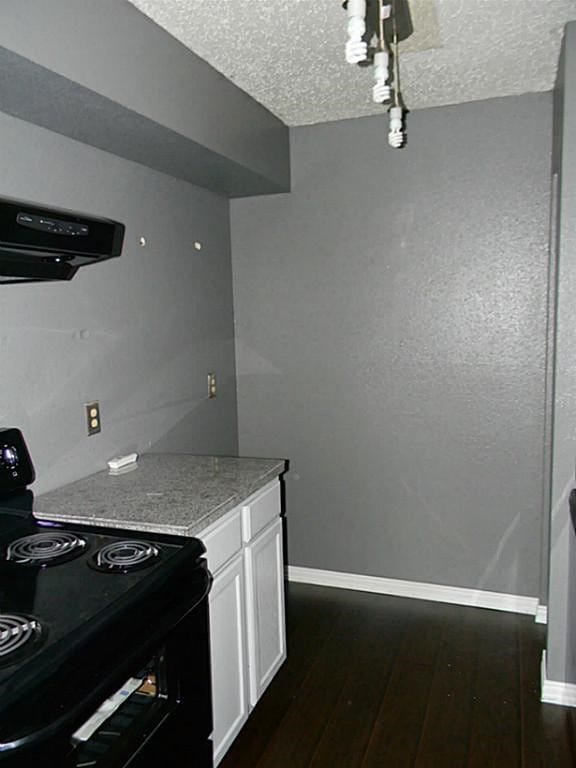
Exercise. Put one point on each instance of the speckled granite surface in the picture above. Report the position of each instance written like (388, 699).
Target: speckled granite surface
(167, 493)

--

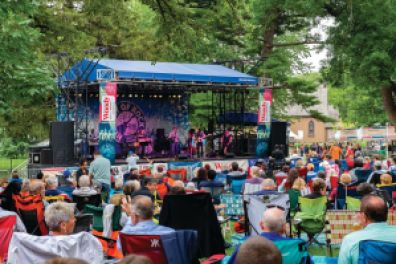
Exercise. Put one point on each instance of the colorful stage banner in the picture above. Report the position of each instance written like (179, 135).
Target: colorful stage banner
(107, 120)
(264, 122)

--

▶ _Exercise_
Which lines in the items above contain the word "instance"? Pull out each one and copy it in full.

▶ _Answer to this exercise_
Exercise. Put one point on each instance of the speckled granite surface in the picture above. Report the position of each instance written like (388, 699).
Exercise. Put one point on each instance of the colorful stage banner in the picture above. Report the position of each instance written like (179, 135).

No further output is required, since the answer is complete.